Your objective>
Please rewrite the rows from the line with "of the round" through the end of the rows, both ends included, keeping each request unchanged. Scale every point coordinate in the answers by 1.2 and round each result to a whole number, with halves going up.

Material supplied>
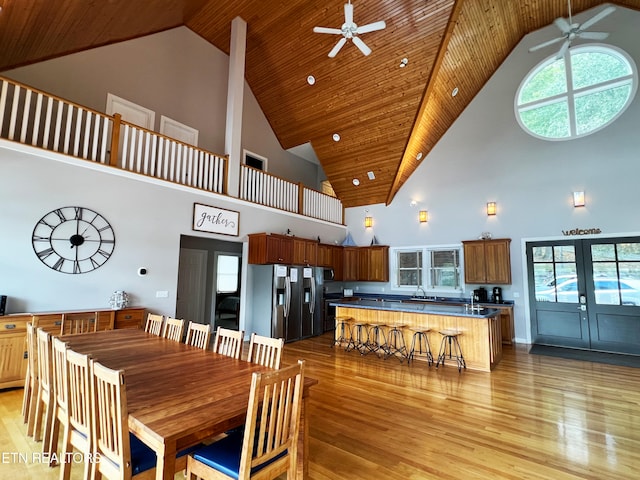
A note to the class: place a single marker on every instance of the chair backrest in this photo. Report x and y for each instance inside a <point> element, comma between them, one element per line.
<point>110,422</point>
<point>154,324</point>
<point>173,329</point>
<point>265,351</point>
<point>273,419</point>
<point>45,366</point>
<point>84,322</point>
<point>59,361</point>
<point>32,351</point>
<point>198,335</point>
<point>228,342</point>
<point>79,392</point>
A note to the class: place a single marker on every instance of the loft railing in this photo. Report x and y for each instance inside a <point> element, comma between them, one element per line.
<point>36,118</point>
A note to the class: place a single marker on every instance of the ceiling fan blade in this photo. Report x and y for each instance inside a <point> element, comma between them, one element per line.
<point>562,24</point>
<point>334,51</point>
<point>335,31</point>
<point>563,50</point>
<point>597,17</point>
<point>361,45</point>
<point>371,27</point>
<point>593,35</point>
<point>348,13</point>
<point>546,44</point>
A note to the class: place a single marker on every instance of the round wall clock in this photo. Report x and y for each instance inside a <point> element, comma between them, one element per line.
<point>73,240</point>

Solution>
A note to the class: place a single marker on every instance of the round wall clock in this photo. Report x and y for each instance inside a <point> element, comma between them, one element per line.
<point>88,288</point>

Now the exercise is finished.